• Aufgaben
1) Beantworte anhand des Textes zu Amanda Gormans Gedicht diese Fragen:
(a) Von wem stammen die einleitenden Worte zur Buchausgabe?
(b) Was sind die Worte, die „uns umfingen“, laut diesen einleitenden Worten?
(c) Welche Folgen hatten die Jahre zuvor laut dem letzten Satz für die Seele des Landes?
2) Erkläre nach dem Text zu Amanda Gormans Gedicht in ein bis drei Sätzen, wodurch wir uns nach Winfreys Worten auf uns selbst besinnen.

• Dokumenttext
################

Oprah Winfrey trägt gewohnt pathetisch auf, aber sie hat schon recht mit ihren einleitenden Worten, die der Buchausgabe des Gedichtes „The Hill We Climp“ („Den Hügel hinauf“) von Amanda Gorman vorangestellt sind: „Auf sie haben wir gewartet, dieses ,kleine, dünne schwarze Mädchen, Nachfahrin von Sklavinnen’, dank ihrer besinnen wir uns auf uns selbst, unsere Humanität, unserer Herzen. Und weiter: „Die Worte, die uns umfingen, waren eine Wohltat, waren Balsam für unsere Seelen.“
Die Worte galten einem Land, dessen Seele in den Jahren zuvor tiefe Schrammen abgekommen hat.

################

• Material
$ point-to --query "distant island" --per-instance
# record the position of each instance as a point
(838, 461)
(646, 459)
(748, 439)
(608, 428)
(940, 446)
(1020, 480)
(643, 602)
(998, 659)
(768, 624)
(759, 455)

################

• Lösungen
1)
(a) Von Oprah Winfrey.
(b) Eine Wohltat und Balsam für unsere Seelen.
(c) Sie hatte tiefe Schrammen.

2) Nach Winfreys Worten besinnen wir uns dank Amanda Gorman auf uns selbst. Dazu gehören auch unsere Humanität und unsere Herzen.